Отрывок для чтения —
------------------------

Не только. Участь моя переменилась, появились новые творческие задачи.

А контракт не обязывает вас закончить оркестровку?

Я получил аванс, предусмотренный трудовым соглашением, но мой договор с МАМТом аннулирован, а новый, с «Новой оперой», не подписан. Формально у меня нет обязательств перед государством. Но есть человеческие обязательства перед Антоном Гетьманом.

Если, скажем, через три года в прекрасной России скорого будущего «Новая опера» захочет поставить «Диббука», вы не забудете свои инструментовочные задумки?

Нет, надеюсь.

А вообще бывает, что в процессе инструментовки вы добавляете гармонические или мелодические элементы, которых не было в клавире?

Довольно часто. Партитура «Диббука» будет сильно отличаться от клавира. Покойный Саша Ведерников предложил обустроить оркестр таким образом, чтобы большая струнная группа находилась в яме, а видовые инструменты (не только дерево и медь, но и, скажем, аккордеон) — на сцене, сужая пространство для театральной игры. Возможно, я так и сделаю… Есть, кроме того, кое-какие идеи, референсы, связанные с музыкой Шаррино, его оркестровкой Джезуальдо — не оркестровкой, а рекомпозицией, демонтажем.

Когда вы пишете клавир, то есть, собственно, сочиняете музыку, вы слышите в голове оркестровое звучание?

Иногда слышу, иногда нет. В некоторых случаях — вы знаете о моей любви к унисонам — мне нужен только один голос (что в клавире, что в партитуре), дублирующий вокальную строчку. У Мусоргского так бывает.

И у Пуччини. В любом случае опера сложилась. Музыка написана.

Будем считать это хорошо разработанным эскизом.

------------------------

Исходный материал —
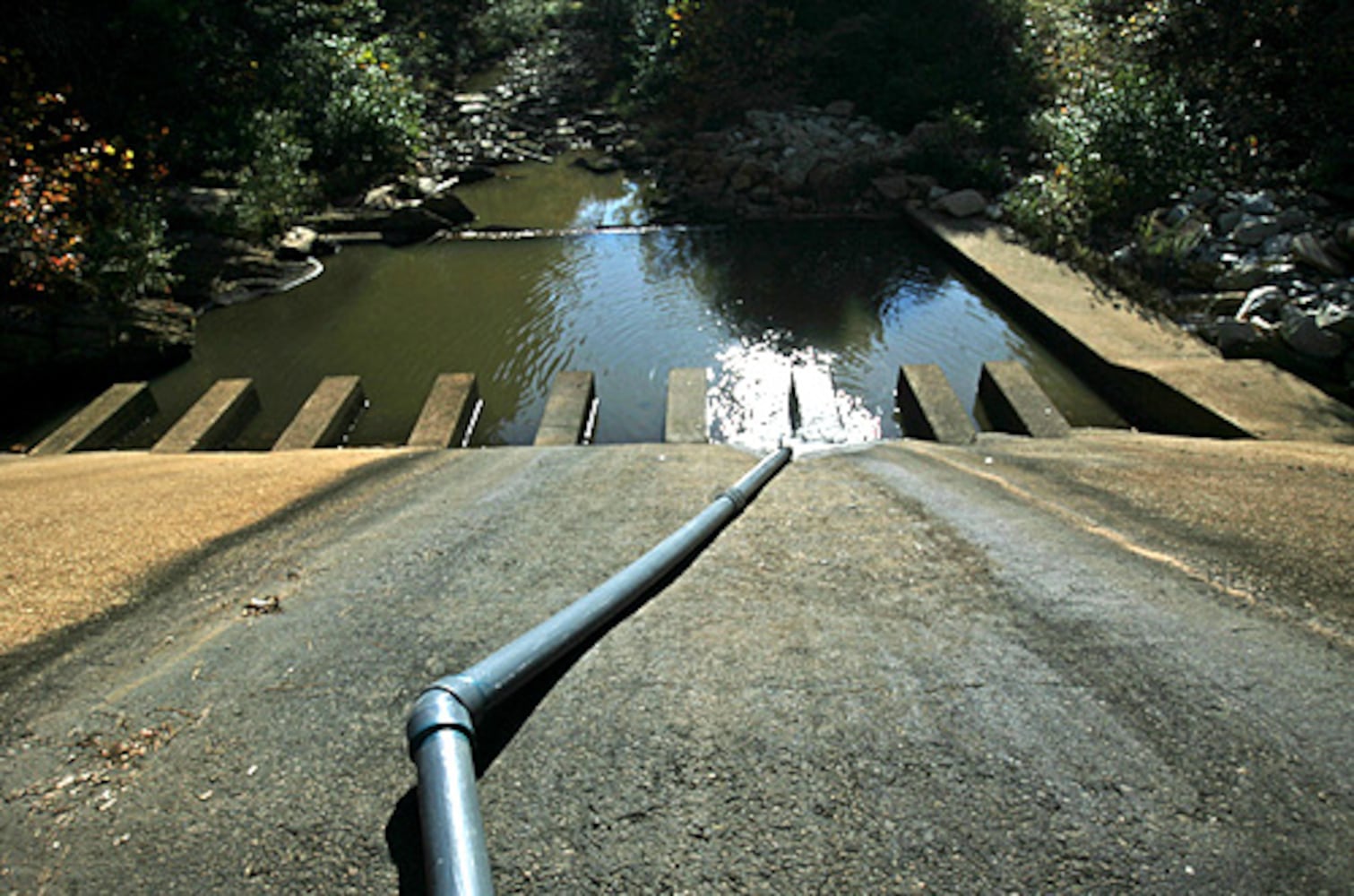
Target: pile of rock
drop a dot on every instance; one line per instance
(1266, 273)
(802, 161)
(540, 108)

------------------------

Короткое задание 1 —
Верны ли по интервью эти утверждения? Ответьте «да» или «нет» и приведите точные слова из текста, которые это решают.
(a) Договор с МАМТом аннулирован.
(b) Новый договор с «Новой оперой» уже подписан.
(c) Партитура «Диббука» почти не будет отличаться от клавира.
Короткое задание 2 — Повторите из интервью без изменений весь кусок от слов «Иногда слышу, иногда» вниз до слов «хорошо разработанным эскизом.».
Короткое задание 3 —
Ответьте по интервью на вопросы:
(a) Что было получено по трудовому соглашению?
(b) Какой инструмент, кроме дерева и меди, назван среди видовых инструментов?
(c) У какого композитора, по словам отвечающего, бывает, что нужен только один голос, дублирующий вокальную строчку?

Ожидаемый ответ 1 —
(a) Да: «мой договор с МАМТом аннулирован».
(b) Нет: «а новый, с «Новой оперой», не подписан».
(c) Нет: «Партитура «Диббука» будет сильно отличаться от клавира».

Ожидаемый ответ 2 —
Иногда слышу, иногда нет. В некоторых случаях — вы знаете о моей любви к унисонам — мне нужен только один голос (что в клавире, что в партитуре), дублирующий вокальную строчку. У Мусоргского так бывает.

И у Пуччини. В любом случае опера сложилась. Музыка написана.

Будем считать это хорошо разработанным эскизом.

Ожидаемый ответ 3 —
(a) Аванс.
(b) Аккордеон.
(c) У Мусоргского.